Dataset rows on where objects appear:
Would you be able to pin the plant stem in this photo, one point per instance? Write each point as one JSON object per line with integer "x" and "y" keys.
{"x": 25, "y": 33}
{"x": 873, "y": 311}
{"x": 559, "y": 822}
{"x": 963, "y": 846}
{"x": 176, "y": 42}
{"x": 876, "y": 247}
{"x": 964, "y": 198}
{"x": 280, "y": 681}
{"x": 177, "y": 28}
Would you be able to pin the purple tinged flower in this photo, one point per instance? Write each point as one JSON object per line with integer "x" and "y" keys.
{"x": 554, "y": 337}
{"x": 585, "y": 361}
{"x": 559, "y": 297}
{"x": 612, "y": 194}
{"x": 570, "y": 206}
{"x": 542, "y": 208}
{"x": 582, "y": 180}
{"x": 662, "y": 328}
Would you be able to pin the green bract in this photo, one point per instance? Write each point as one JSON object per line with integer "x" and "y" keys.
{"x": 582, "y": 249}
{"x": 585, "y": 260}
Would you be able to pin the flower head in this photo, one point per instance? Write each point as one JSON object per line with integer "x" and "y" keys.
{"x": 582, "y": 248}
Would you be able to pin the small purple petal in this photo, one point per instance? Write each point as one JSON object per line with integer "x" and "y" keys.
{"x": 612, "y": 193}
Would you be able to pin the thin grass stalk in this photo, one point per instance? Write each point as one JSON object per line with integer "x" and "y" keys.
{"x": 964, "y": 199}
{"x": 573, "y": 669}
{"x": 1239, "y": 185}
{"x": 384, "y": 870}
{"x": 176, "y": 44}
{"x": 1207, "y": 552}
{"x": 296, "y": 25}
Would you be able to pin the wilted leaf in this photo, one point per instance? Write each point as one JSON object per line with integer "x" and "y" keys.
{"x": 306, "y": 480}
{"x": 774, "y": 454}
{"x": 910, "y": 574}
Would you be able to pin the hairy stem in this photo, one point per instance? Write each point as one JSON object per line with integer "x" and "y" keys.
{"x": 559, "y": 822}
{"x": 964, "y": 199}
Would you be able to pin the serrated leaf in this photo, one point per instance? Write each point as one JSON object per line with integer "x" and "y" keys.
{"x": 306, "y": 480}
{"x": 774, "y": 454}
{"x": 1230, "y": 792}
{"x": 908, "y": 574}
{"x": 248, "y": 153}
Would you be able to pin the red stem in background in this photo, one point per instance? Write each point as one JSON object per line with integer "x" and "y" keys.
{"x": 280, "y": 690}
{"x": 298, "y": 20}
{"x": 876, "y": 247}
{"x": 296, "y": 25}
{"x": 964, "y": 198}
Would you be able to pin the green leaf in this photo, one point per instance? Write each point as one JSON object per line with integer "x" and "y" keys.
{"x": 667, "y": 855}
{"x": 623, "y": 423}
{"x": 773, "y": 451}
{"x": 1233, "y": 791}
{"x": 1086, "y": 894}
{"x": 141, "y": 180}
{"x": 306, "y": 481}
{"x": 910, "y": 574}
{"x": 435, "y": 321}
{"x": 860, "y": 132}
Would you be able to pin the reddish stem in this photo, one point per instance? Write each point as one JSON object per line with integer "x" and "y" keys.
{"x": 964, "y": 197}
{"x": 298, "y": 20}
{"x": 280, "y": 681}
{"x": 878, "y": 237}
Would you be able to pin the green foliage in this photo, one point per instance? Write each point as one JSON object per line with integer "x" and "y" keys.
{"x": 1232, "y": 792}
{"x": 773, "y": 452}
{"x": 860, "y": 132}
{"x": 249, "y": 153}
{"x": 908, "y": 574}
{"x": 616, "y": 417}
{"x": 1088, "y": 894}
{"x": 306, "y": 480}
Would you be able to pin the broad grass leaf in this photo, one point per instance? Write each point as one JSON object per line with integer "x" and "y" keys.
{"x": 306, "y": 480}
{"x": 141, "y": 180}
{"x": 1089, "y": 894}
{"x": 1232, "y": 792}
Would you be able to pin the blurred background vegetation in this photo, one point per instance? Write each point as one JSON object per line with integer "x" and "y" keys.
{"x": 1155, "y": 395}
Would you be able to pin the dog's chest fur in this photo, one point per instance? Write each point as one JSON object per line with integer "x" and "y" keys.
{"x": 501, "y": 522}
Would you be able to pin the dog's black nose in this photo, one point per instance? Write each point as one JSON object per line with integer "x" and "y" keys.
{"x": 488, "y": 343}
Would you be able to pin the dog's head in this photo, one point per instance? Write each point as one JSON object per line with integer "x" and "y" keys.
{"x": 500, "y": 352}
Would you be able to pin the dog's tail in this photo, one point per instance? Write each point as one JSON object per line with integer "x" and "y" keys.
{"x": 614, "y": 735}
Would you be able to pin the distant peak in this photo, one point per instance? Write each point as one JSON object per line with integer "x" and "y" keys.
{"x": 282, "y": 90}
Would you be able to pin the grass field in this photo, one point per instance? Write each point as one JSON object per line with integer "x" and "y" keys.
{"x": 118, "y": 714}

_Work instructions:_ Rewrite the records starting at the line that contains "Would you be able to pin the dog's head" and ending at the end of the records, replacing "pin" with "mark" and leaving everything else unchanged.

_Response to the exercise:_
Would you be able to mark the dog's head in this photo, one point per instance? Write each point as one JSON object per line with integer "x" and "y" keys.
{"x": 500, "y": 352}
Would you be able to mark the dog's tail in this photo, one point per instance? Write each point as one JSON object per line with integer "x" and "y" keys.
{"x": 614, "y": 735}
Would you be able to mark the distant peak in this photo, one point per instance? Write each point as one JSON object per line with integer "x" and "y" keys.
{"x": 282, "y": 90}
Would you be able to mark the grass field in this photo, one point per instance? Write each point as one JSON object per line with integer "x" and "y" keys.
{"x": 118, "y": 714}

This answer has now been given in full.